**Activité A:** Résumez en deux phrases la critique du jeu de poneys magiques.
**Activité B:** Dans la critique du jeu de poneys magiques, combien de cristaux légendaires le joueur doit-il trouver ?
**Activité C:** Poursuivez la critique du jeu de poneys magiques à partir de sa dernière phrase.

**Texte proposé:**
****

Horses, horses, horses...
Ce qui est sûr, c'est que dès le début le pitch du jeu accroche : on nous propose d'élever des poneys magiques et autres licornes, dans le but de trouver 5 cristaux légendaires.
J'avais acheté ce jeu pour l'anniversaire d'un ami. Sûrement trop époustouflé par la qualité du scénario, il a décliné le cadeau. C'est donc avec joie que je décidai d'entamer mon épique quête.
Mais voilà, j'allais très rapidement me rendre compte que ce jeu n'était pas à la hauteur de mes espérances.
D'abord, le héros. Ou l'héroïne. Ils sont vraiment laids, et c'est le premier défaut du jeu. Leur design n'aide pas vraiment à l'immersion et je me suis très peu identifié à la petite fille que j'avais choisi.
Mais bon, à part pour ceux ayant un souci de réalisme, ce n'est pas le plus important. Non, ce qui est important, ce sont avec évidence les poneys.
Et là, autre déception : on ne peut pas choisir le nom de son cheval enchanté. Je me suis donc retrouvé à élever une certaine "Agacia", licorne de son état. (Plus tard j'allais faire l'acquisition de "Jambus", un cheval-démon squelettique. Pas très adapté aux jeunes enfants).

****

Éléments stockés
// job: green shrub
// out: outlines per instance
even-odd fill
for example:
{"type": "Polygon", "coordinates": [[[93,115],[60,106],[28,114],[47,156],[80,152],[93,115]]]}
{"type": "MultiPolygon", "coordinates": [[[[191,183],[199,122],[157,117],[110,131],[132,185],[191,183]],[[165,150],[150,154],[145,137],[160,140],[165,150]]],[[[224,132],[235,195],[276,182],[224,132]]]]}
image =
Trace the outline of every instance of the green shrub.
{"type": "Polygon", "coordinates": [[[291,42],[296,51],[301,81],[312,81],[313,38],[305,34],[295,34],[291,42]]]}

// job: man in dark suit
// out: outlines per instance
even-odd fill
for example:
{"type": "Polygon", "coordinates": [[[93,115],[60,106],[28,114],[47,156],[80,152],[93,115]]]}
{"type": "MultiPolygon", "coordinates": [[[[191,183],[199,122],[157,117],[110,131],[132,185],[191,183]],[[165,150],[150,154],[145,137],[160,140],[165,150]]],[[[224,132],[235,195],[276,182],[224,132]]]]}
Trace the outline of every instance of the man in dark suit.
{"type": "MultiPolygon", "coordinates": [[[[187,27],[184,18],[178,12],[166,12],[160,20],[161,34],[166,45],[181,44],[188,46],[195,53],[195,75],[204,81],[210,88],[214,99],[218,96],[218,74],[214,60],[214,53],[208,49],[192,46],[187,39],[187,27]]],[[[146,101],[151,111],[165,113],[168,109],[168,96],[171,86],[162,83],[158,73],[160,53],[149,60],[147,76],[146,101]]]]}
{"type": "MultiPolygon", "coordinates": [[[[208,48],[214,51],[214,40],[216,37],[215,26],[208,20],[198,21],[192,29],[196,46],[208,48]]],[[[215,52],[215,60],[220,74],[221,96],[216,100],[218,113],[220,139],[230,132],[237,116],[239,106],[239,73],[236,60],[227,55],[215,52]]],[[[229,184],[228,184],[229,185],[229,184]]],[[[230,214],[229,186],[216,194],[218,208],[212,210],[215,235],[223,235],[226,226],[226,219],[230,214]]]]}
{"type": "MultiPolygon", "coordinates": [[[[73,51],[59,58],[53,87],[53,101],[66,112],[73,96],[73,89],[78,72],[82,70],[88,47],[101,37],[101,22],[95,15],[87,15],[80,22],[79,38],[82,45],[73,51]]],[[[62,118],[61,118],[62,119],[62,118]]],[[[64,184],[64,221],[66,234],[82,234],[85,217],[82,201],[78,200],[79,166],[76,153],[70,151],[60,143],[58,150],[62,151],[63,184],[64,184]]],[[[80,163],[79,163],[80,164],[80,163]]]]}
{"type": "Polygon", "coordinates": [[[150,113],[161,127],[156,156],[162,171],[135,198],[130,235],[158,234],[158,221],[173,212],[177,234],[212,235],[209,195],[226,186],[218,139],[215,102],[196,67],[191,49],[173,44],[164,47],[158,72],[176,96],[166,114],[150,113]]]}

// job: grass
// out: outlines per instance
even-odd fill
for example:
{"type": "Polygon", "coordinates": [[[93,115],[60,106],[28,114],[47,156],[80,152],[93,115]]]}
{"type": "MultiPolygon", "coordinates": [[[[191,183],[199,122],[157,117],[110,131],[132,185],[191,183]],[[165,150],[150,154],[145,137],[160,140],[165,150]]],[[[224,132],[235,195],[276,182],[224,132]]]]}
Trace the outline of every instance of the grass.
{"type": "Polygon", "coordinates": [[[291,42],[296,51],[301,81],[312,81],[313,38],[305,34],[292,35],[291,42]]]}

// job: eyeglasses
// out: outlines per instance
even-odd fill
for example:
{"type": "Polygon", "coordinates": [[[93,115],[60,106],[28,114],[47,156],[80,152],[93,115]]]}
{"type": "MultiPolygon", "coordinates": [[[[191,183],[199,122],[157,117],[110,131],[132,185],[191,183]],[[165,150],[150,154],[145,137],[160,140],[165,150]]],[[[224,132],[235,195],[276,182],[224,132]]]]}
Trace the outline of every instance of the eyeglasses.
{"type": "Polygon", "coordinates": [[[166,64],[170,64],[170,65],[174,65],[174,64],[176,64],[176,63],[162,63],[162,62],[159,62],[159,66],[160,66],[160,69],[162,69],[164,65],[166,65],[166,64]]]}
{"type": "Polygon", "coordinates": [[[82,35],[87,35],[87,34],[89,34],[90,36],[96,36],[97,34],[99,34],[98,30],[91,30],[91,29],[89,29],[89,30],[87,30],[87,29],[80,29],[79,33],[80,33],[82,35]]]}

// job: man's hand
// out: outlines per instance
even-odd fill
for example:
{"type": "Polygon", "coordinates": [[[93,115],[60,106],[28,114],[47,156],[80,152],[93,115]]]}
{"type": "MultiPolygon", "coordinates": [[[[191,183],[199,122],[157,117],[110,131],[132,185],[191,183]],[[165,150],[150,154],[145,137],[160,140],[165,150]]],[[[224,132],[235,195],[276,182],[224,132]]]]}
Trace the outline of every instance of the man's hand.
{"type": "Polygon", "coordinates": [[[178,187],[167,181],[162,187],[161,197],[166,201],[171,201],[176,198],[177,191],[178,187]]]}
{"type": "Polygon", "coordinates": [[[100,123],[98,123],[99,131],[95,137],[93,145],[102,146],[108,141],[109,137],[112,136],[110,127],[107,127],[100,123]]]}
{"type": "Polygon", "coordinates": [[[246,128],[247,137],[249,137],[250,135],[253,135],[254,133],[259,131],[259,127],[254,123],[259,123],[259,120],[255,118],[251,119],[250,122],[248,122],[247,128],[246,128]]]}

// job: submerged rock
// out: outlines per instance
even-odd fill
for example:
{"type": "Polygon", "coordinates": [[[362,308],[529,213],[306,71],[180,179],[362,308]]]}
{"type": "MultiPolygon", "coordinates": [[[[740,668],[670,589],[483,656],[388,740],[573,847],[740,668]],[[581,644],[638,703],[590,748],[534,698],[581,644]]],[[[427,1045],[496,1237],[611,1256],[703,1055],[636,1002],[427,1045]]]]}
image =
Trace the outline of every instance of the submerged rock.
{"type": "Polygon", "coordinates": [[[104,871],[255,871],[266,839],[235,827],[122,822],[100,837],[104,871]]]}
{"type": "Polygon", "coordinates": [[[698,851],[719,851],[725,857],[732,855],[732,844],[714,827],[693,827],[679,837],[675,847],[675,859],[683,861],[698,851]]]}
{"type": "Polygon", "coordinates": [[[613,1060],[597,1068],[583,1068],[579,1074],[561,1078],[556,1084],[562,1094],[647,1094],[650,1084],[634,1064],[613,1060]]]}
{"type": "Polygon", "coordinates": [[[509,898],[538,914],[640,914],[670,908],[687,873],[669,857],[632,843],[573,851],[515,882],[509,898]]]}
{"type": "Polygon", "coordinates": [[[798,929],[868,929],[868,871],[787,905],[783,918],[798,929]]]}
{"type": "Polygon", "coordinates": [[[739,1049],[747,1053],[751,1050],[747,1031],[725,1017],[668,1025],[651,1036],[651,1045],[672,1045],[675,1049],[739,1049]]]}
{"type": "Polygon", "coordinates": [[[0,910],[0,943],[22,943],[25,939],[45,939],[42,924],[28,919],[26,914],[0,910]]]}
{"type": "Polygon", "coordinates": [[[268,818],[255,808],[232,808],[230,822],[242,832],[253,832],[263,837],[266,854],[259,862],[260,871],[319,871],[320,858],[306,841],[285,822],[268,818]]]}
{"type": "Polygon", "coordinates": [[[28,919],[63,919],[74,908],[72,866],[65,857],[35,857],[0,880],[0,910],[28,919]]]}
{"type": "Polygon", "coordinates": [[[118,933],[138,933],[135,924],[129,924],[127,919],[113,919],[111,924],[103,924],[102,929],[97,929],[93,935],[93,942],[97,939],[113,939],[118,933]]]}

****

**Réponse A:** Le jeu propose d'élever des poneys magiques et des licornes pour trouver cinq cristaux légendaires, mais l'auteur de la critique, qui l'avait acheté pour un ami ayant refusé le cadeau, s'est vite rendu compte qu'il n'était pas à la hauteur de ses espérances. La critique reproche au jeu la laideur du héros ou de l'héroïne, qui nuit à l'immersion, et l'impossibilité de choisir le nom de son cheval enchanté.

**Réponse B:** Cinq cristaux légendaires.

**Réponse C:**
Alors que je réceptionne le poulain, on me sermonne d'utiliser un cristal magique. Car oui je ne l'ai pas précisé, mais l'image de la petite fille que j'incarne apparait toutes les trois secondes et me donne des indications sur absolument tout ce que je veux faire. Heureusement on peut désactiver cette option.
Utilisant donc le cristal magique, mon cheval se met à grandir en une seconde, devenant une belle licorne. On peut voir ici encore un souci de réalisme, je n'ai pas eu le temps de m'attacher au bébé que je venais de réceptionner.
Se présentent alors plusieurs choix pour moi. Mon haras est composé de divers bâtiments. L'un pour soigner mon cheval s'il tombe malade, l'autre pour lui faire de nouveaux fers et améliorer ses compétences, et enfin bien sûr un terrain d'entraînement.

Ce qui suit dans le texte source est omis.